Work item:
As the lines appear below, please set them down exactly, starting at the first and finishing with the one containing "rough mask: <svg".

*** Data provided ***

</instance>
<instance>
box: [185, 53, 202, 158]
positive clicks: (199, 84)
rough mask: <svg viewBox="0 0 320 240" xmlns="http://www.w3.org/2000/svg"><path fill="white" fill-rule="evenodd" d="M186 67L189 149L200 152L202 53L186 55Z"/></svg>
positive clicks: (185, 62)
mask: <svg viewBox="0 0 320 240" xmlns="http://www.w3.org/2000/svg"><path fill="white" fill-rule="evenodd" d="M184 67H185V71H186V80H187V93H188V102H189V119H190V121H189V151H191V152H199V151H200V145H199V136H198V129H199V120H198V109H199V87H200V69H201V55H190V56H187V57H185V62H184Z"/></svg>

*** End of Data provided ***

Answer section:
</instance>
<instance>
box: [185, 53, 202, 158]
positive clicks: (199, 84)
rough mask: <svg viewBox="0 0 320 240" xmlns="http://www.w3.org/2000/svg"><path fill="white" fill-rule="evenodd" d="M186 67L189 149L200 152L202 53L186 55Z"/></svg>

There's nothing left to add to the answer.